> To do
In the items below, from the line containing "Category: raffia bundle" through the end of the items, replace "maple leaf" with "oak leaf" and copy those lines otherwise unchanged.

> Record excerpts

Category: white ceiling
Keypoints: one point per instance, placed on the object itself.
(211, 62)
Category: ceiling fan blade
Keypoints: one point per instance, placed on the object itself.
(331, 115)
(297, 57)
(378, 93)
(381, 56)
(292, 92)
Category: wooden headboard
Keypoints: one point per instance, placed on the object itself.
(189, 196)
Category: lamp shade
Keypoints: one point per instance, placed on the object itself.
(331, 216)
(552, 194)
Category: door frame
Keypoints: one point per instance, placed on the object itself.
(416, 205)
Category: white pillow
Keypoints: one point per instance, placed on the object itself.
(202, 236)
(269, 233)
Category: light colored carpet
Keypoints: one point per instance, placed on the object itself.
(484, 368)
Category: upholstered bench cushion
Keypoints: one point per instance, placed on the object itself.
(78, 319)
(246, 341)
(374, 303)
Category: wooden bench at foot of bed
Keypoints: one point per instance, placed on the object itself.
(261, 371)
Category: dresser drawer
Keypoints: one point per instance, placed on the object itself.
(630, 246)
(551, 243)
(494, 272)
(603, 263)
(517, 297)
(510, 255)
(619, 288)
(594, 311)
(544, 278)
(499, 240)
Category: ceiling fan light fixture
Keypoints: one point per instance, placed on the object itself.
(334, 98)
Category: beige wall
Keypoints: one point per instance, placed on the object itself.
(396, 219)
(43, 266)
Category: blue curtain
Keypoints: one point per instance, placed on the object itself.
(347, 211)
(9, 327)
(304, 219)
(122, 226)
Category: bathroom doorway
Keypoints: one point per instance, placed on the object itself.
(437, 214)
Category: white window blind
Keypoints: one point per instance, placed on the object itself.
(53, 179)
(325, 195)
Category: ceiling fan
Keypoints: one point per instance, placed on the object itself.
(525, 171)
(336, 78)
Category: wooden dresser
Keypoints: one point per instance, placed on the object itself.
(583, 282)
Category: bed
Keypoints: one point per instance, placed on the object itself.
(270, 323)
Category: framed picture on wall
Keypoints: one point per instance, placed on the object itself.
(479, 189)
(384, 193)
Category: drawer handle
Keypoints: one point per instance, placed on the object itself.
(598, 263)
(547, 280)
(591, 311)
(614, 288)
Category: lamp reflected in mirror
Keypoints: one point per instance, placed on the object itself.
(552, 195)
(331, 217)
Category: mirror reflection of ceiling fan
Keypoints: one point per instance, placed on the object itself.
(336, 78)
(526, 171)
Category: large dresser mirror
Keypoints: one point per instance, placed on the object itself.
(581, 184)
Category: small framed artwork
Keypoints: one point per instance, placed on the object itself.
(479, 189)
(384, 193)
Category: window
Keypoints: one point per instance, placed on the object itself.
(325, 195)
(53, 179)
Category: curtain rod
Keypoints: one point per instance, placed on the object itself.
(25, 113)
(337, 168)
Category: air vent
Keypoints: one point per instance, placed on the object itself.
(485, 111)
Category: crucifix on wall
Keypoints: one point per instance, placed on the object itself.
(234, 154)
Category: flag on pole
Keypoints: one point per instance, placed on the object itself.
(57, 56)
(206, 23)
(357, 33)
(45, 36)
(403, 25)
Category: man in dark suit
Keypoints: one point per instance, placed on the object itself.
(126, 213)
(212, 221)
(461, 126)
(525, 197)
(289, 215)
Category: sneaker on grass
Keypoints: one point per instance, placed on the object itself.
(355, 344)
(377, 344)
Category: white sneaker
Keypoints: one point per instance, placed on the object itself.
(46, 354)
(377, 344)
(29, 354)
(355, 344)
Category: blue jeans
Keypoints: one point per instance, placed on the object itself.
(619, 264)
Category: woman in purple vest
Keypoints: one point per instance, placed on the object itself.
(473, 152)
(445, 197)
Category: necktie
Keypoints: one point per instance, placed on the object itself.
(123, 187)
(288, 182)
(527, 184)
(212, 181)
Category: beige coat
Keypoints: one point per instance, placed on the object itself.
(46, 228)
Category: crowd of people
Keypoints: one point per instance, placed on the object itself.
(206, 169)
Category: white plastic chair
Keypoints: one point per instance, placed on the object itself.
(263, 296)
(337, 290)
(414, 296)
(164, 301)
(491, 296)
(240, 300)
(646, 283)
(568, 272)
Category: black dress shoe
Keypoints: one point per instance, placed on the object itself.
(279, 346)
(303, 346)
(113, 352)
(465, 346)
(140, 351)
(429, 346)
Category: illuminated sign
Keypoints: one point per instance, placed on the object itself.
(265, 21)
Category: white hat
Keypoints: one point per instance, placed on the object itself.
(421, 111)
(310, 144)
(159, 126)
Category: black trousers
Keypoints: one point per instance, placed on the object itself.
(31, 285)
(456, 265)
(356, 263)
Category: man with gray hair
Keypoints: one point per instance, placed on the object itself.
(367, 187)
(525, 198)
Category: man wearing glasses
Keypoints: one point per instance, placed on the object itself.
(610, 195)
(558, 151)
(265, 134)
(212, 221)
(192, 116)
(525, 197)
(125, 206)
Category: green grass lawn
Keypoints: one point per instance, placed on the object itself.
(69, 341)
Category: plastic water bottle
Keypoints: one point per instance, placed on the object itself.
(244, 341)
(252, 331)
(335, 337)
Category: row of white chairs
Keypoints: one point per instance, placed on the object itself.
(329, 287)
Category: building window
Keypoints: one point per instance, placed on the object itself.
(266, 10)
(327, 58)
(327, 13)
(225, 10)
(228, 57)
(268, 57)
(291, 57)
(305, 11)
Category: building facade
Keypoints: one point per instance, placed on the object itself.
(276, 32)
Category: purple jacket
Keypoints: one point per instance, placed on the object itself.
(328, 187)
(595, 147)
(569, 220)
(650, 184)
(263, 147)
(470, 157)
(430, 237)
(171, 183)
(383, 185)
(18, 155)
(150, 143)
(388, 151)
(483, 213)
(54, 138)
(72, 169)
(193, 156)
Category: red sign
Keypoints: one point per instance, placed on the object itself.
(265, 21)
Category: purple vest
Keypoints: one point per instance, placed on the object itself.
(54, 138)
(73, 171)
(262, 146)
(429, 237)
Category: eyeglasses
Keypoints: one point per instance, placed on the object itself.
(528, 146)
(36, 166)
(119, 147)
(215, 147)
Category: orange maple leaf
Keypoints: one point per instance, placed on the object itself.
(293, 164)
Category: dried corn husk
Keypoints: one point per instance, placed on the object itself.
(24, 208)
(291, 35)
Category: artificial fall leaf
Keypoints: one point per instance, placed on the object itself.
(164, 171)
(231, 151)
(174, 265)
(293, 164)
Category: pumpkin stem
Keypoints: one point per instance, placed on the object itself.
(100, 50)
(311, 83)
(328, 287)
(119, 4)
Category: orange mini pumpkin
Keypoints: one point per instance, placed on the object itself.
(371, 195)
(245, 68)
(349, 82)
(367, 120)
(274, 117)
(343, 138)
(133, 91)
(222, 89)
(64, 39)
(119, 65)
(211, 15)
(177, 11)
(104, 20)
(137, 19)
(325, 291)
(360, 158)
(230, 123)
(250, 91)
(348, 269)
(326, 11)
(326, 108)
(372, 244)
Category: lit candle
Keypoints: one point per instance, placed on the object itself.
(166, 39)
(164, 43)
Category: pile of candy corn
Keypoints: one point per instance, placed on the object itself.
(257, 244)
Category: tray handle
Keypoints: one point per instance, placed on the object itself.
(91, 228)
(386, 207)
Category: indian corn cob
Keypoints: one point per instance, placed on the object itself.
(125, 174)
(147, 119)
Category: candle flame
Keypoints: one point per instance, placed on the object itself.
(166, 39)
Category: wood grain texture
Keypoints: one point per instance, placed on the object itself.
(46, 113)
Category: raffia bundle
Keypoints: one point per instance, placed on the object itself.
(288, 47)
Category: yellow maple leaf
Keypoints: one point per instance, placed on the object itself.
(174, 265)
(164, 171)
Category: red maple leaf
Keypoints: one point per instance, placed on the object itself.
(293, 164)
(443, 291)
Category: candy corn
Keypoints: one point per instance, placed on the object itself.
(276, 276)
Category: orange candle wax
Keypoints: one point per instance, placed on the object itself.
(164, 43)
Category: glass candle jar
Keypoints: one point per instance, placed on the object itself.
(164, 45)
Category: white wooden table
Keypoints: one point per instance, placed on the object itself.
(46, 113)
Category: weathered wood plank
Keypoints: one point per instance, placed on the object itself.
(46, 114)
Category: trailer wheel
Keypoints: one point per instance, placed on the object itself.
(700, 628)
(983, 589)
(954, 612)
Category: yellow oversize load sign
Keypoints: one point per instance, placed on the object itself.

> Reply to the exercise
Category: raffia bundle
Keypoints: one point per instance, placed on the object itself.
(288, 47)
Category: yellow oak leaf
Keypoints: one point per instance, placed on the object itself.
(174, 265)
(164, 171)
Category: red oak leaf
Keypoints: one point per instance, placed on the object itself.
(293, 164)
(443, 291)
Category: candy corn
Keypoints: one point per instance, placed on the object itself.
(276, 276)
Category: orange candle wax
Keypoints: one point per instance, placed on the object itself.
(164, 43)
Category: glass candle jar
Keypoints: one point per instance, placed on the object itself.
(164, 45)
Category: white wooden table
Keypoints: one point per instance, placed on the object itself.
(46, 113)
Category: weathered wood plank
Keypoints: one point per instance, placed on the object itself.
(46, 114)
Category: trailer wheel
Keypoints: one point per instance, placed on the object itself.
(700, 628)
(983, 589)
(954, 612)
Category: yellow oversize load sign
Keypoints: one point per instance, placed on the object itself.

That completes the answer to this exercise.